Data listing:
┌──

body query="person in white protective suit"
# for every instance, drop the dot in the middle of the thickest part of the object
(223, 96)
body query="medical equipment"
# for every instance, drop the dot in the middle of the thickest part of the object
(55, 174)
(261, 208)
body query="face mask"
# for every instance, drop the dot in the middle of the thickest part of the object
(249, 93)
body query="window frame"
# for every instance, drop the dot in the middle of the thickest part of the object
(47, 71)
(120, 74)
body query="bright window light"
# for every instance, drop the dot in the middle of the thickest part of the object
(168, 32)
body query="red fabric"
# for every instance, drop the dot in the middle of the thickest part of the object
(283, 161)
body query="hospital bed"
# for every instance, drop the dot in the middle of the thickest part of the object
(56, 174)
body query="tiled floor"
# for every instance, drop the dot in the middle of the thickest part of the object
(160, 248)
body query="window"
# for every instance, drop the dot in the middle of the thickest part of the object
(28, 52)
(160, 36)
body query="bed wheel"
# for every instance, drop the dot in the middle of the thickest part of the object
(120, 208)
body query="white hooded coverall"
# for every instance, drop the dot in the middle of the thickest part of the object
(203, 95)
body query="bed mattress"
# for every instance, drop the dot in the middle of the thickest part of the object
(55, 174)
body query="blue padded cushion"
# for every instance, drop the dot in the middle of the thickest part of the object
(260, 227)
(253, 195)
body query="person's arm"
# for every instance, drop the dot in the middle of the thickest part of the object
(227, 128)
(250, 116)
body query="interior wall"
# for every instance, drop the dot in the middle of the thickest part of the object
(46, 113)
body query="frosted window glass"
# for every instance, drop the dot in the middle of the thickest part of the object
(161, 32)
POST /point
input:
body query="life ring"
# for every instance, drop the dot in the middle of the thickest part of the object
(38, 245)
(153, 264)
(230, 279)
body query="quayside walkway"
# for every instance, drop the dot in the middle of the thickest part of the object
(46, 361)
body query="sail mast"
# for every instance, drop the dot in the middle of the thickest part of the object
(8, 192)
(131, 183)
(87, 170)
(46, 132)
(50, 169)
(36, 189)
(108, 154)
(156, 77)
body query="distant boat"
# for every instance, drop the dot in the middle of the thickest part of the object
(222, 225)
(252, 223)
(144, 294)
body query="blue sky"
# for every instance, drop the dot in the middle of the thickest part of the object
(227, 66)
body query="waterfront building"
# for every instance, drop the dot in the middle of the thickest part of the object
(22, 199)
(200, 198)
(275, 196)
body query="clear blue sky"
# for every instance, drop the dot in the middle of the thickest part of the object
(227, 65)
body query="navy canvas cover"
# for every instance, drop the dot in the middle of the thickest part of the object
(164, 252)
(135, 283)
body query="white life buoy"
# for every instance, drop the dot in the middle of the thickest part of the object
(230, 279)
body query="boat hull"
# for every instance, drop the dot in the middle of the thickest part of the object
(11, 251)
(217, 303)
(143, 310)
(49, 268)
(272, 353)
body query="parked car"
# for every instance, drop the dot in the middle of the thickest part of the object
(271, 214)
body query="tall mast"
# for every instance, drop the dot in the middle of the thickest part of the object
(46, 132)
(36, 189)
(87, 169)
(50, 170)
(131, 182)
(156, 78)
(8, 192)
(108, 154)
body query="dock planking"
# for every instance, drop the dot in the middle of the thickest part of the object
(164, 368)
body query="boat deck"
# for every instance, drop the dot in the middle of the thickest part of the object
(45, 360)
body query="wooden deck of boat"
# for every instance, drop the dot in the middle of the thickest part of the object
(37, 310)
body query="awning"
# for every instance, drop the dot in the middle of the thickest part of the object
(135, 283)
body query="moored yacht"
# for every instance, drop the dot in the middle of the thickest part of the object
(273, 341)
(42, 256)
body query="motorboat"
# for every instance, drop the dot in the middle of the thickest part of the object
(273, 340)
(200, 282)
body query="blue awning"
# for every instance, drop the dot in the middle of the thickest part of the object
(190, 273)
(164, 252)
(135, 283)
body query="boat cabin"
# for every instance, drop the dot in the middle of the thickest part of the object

└──

INSTRUCTION: Output the records exactly, including every line.

ANSWER BELOW:
body query="person in white protective suit"
# for every instance, drop the dot in the middle of the thickest part of the object
(223, 96)
body query="medical equipment"
# for every instance, drop the dot in the middle of the thickest part of the object
(55, 174)
(261, 208)
body query="face mask"
# for every instance, drop the dot in the middle of the thickest part of the object
(249, 93)
body query="window frame"
# for every instance, drop the dot in the middle of the thickest part of the object
(47, 71)
(120, 74)
body query="bright window light"
# for every instance, drop the dot in the middle of the thickest part of the object
(168, 32)
body query="red fabric"
# for every instance, drop the dot in the middle of the thickest part of the object
(283, 161)
body query="hospital bed"
# for every instance, drop the dot in the middle of the thickest part of the object
(56, 174)
body query="tiled floor"
# for every instance, drop the dot in the middle of the thickest part of the object
(160, 248)
body query="window"
# for every instance, drop the dot in the middle of the thickest part of the object
(28, 52)
(160, 36)
body query="bed wheel"
# for every instance, drop the dot in the middle of the thickest part of the object
(120, 208)
body query="white hooded coverall"
# for every instance, drop the dot in the middle of the thickest part of the object
(203, 95)
body query="bed mattress"
# for every instance, drop the dot in the middle of the thickest part of the object
(55, 174)
body query="blue padded cushion"
# for every instance, drop the dot in the middle of the thickest part of the object
(260, 227)
(253, 195)
body query="person's arm"
# for every instance, drop the dot in the middle of the thickest part of the object
(227, 128)
(250, 116)
body query="interior wall"
# for every instance, drop the dot in the middle of the thickest part of the object
(46, 113)
body query="frosted window glass"
# for every instance, drop the dot in the middle of the thickest part of the object
(161, 32)
POST /point
input:
body query="life ring"
# for every instance, drop the dot in the middle of the thickest part of the object
(38, 245)
(153, 264)
(230, 279)
body query="quayside walkway"
# for every instance, drop the dot in the middle of the thickest part of the object
(46, 361)
body query="sail mast"
# for every instance, drop the dot in the middle of the thickest part of the object
(8, 192)
(131, 183)
(87, 170)
(46, 132)
(50, 169)
(36, 189)
(108, 154)
(156, 77)
body query="distant boat"
# for every instance, drop the dot in the middle of the thickest part of the object
(222, 225)
(252, 223)
(144, 294)
body query="blue sky"
# for every instance, drop the dot in the middle of the thickest part of the object
(227, 66)
body query="waterfront building"
# for every instance, drop the dot in the middle of the thickest part of the object
(22, 199)
(200, 198)
(275, 196)
body query="clear blue sky"
# for every instance, drop the dot in the middle of the thickest part of the object
(227, 65)
body query="navy canvas cover"
# for every instance, drop the dot in the middle of the thickest part of the object
(164, 252)
(135, 283)
body query="white life buoy"
# for every instance, drop the dot in the middle of the thickest part of the object
(230, 279)
body query="boat hull"
# for every instance, drop the dot in the middle of the thickest part of the object
(11, 251)
(217, 303)
(143, 310)
(49, 268)
(272, 353)
body query="parked car"
# for every instance, drop the dot in the middle of the thickest part of the object
(271, 214)
body query="tall mast"
# for every instance, drop the dot in the middle of the thickest part of the object
(46, 132)
(36, 189)
(87, 169)
(50, 170)
(131, 182)
(156, 78)
(8, 192)
(108, 154)
body query="dock planking"
# for every instance, drop the dot in the middle of the thickest part of the object
(164, 368)
body query="boat deck"
# for every instance, drop the dot in the middle of the thickest part of the object
(45, 360)
body query="wooden deck of boat"
# for every instance, drop the dot in the middle of the thickest part of the object
(37, 310)
body query="awning"
# for every instance, drop the dot in the middle of the thickest part of the object
(135, 283)
body query="moored yacht"
# for every instance, drop the dot in the middle of the thickest part of the object
(273, 341)
(42, 256)
body query="motorboat"
# for every instance, drop the dot in the middle of the thickest part of the object
(273, 340)
(200, 282)
body query="blue awning"
# for every instance, drop the dot in the middle of the thickest part of the object
(190, 273)
(164, 252)
(135, 283)
body query="boat cabin"
# for every instance, drop the dot in the middle of the thickest part of the object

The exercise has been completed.